#### Prompt
Reproduce the material in full, exactly as written.

══ Records for the task

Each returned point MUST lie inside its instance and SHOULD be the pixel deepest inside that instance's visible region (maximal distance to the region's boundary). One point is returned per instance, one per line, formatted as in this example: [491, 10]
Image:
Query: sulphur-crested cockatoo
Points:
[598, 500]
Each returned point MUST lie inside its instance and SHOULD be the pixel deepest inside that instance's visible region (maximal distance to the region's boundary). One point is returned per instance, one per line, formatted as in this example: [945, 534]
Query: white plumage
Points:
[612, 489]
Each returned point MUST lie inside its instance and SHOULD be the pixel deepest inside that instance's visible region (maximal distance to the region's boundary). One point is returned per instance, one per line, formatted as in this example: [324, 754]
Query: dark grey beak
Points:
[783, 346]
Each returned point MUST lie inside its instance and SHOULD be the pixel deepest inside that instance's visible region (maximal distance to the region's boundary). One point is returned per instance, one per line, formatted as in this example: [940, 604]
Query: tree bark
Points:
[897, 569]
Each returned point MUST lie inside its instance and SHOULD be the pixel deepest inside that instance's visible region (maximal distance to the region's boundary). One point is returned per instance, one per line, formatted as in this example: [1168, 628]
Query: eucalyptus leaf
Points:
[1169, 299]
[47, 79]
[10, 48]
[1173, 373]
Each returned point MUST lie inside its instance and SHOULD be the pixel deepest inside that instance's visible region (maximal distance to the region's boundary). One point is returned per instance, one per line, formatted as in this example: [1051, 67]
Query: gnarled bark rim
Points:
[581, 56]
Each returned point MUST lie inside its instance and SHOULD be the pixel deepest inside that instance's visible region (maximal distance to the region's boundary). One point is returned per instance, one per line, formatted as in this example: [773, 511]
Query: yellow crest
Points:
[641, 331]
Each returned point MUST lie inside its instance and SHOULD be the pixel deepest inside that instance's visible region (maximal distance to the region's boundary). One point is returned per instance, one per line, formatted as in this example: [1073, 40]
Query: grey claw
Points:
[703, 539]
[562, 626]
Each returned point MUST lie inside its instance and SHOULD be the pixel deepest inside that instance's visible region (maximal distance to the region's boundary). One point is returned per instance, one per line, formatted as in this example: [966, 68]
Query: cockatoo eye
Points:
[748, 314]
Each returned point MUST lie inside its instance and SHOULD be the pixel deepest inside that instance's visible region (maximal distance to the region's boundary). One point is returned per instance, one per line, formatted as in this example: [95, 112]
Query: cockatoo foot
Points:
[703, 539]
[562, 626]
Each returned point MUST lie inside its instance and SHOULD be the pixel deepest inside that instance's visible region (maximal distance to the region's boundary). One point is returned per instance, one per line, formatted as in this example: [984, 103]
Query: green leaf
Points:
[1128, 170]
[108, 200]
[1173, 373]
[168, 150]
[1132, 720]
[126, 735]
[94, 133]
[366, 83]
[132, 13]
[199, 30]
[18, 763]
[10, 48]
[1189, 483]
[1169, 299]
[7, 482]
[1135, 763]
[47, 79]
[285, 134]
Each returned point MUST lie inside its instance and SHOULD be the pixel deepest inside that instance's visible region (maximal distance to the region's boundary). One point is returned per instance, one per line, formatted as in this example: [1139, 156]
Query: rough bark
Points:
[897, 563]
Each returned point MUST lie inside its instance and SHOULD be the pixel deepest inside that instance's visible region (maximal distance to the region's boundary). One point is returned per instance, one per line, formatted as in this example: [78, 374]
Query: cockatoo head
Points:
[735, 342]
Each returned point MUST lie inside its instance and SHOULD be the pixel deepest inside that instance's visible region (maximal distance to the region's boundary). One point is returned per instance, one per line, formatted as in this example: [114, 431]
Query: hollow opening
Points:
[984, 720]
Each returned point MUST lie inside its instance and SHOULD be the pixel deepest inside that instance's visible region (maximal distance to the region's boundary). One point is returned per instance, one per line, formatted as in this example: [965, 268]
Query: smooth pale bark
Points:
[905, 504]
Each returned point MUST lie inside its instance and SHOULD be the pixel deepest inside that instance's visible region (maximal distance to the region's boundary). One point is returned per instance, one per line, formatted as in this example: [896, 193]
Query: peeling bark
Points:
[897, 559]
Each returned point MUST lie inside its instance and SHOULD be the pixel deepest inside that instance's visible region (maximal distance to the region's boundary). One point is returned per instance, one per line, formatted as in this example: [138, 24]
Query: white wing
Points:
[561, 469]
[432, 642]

════

#### Finished task
Each returned point MUST lie inside its instance and SHOULD be the pixel deepest inside that instance's visible region (maximal distance to the region's boundary). One point is returned per instance, one per line, formatted as in this example: [491, 10]
Image:
Query: sulphur-crested cockatoo
Points:
[598, 500]
Each returned point MUST lie inside its instance and SHOULD be the pixel deepest inside that instance's visible region (maximal distance to the region's boundary). One point is returned per instance, one per line, formatted as in this example: [945, 534]
Query: white plumage
Points:
[612, 489]
Each returned point MUST lie inside its instance and SHOULD be the pixel deepest inside that instance's visible region (maximal distance to the region's boundary). One point is returned per instance, one per line, formatted as in this example: [324, 754]
Query: dark grey beak
Points:
[783, 346]
Each returned point MUST lie inside its instance and SHOULD be the pixel deepest inside that instance's visible region (maximal distance to the region's boundary). One point is returned per instance, one per line, formatted as in this example: [940, 604]
Query: tree bark
Points:
[897, 569]
Each returned point MUST lie inside its instance and SHOULD be the pixel deepest inside that instance's visible region (maximal distance to the region's boundary). One point is returned per instance, one per line, formatted as in this example: [1168, 628]
Query: eucalyptus leaf
Points:
[1169, 299]
[47, 79]
[10, 48]
[1173, 373]
Each returned point MUST lie inside its instance and SHOULD be the pixel deepest inside that instance's visible region (maximal distance to the region's boundary). One point is returned per instance, one per line, formatted as in this example: [1051, 67]
Query: gnarled bark rim
Points:
[581, 56]
Each returned point MUST lie inside its instance and SHOULD be the pixel deepest inside that instance's visible region (maximal distance to the region's boundary). One point is returned per instance, one per line, formatted as in this example: [773, 511]
Query: yellow crest
Points:
[641, 331]
Each returned point MUST lie inside its instance and SHOULD be the pixel deepest inside that instance's visible region (maximal distance to the region's boundary). One point is returned per instance, one per line, formatted as in this example: [1073, 40]
Query: grey claw
Points:
[703, 539]
[562, 626]
Each returned point MUST lie inside its instance and SHOULD be the pixel deepest inside that instance's visible region (maximal distance to the region's boundary). One point is returned per instance, one per line, formatted as in this example: [966, 68]
Query: cockatoo eye
Points:
[748, 314]
Each returned point MUST lie inside its instance and SHOULD be the pixel deepest inside that instance's visible region (maximal distance to the region's boundary). One point is returned per instance, one per line, formatted as in this example: [95, 112]
Query: cockatoo foot
Points:
[703, 539]
[562, 626]
Each returned point MUST lie inside its instance and SHOULD be the pixel deepest inside that instance's visible region (maximal distance to the region's boundary). One point is returned per instance, one per line, formatted as in this example: [984, 103]
Query: green leaf
Points:
[1128, 170]
[108, 200]
[1173, 373]
[168, 150]
[1132, 720]
[126, 735]
[94, 133]
[366, 83]
[132, 13]
[199, 30]
[18, 763]
[10, 48]
[1189, 483]
[1169, 299]
[7, 482]
[1135, 763]
[47, 79]
[285, 134]
Each returned point MUST lie inside its instance and SHOULD be the pixel deepest inside that instance's visible region (maximal distance to the region's boundary). One point is returned per instance, one per line, formatted as in this example: [1139, 156]
Query: rough bark
Points:
[897, 563]
Each returned point MUST lie inside its instance and SHOULD be the pixel deepest inside that instance's visible region (maximal distance to the region's boundary). One point is returned per instance, one per line, formatted as in this example: [78, 374]
Query: cockatoo head
Points:
[735, 342]
Each returned point MUST lie inside its instance and SHOULD be the pixel deepest inside that instance's visible region (maximal distance to the region's boundary). One point is returned per instance, one per line, formatted as in this example: [114, 431]
Query: hollow opening
Points:
[984, 720]
Each returned point MUST lie inside its instance and SHOULD be the pixel deepest inside that instance's visible region (maximal distance to the region's boundary). One point is returned per instance, one per line, formatted as in this example: [965, 268]
Query: smooth pale bark
Points:
[905, 504]
Each returned point MUST lie inside its instance and SHOULD be the pixel deepest inside that instance's visible region (maximal distance to the region's boundary). One point is returned per instance, one per line, formatted as in this example: [896, 193]
Query: peeling bark
Points:
[897, 559]
Each returned point MUST lie inside its instance and SHOULD be the pixel deepest inside that instance's visible region (maximal distance to the region's boundary). One point is returned per instance, one per line, formatted as in this example: [138, 24]
Query: white wing
Points:
[561, 469]
[432, 642]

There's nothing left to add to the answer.